### [GIVEN INFORMATION]
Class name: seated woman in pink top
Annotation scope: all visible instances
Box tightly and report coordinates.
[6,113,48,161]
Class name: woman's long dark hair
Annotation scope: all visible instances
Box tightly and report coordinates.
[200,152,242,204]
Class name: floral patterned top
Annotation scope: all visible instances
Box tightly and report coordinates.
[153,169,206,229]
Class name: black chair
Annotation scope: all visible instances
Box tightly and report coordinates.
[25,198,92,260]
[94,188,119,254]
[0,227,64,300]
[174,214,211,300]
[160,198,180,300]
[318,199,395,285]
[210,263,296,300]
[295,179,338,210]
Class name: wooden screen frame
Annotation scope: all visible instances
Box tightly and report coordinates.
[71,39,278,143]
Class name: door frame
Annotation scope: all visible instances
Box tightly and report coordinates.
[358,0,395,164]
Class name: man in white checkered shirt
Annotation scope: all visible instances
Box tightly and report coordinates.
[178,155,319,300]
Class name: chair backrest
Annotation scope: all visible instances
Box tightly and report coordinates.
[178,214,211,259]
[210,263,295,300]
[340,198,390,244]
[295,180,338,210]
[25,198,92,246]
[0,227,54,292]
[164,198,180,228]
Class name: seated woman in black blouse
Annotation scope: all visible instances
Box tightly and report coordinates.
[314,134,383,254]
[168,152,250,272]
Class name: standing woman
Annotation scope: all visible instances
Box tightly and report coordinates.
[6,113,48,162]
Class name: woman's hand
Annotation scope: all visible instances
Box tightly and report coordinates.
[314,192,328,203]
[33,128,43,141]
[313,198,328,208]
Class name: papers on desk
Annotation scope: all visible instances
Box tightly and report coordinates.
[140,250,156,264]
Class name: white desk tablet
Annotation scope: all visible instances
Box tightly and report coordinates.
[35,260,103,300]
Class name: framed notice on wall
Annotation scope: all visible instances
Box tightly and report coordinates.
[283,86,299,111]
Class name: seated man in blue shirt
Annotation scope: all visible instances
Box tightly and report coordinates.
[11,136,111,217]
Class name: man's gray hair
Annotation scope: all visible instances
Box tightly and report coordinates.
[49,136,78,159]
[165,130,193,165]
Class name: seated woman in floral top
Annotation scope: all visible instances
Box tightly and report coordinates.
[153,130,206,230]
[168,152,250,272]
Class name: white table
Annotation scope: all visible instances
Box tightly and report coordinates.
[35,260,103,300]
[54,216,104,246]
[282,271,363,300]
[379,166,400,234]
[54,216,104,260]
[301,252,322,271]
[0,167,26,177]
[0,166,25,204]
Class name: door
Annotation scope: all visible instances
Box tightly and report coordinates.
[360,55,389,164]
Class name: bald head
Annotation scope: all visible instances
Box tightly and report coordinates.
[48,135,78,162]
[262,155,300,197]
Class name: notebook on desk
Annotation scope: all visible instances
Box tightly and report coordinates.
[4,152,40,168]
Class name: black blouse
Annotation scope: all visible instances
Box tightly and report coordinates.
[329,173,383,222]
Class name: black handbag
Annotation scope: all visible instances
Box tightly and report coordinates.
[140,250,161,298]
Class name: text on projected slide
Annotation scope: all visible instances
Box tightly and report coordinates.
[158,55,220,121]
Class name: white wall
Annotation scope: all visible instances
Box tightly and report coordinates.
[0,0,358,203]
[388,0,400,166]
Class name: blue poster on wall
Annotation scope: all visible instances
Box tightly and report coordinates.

### [REQUIRED TASK]
Pull out each line of the listing above that contains the word "black", and copy it over unchanged.

### [WRITTEN SOLUTION]
Class name: black chair
Class name: seated woman in black blouse
Class name: black blouse
Class name: black handbag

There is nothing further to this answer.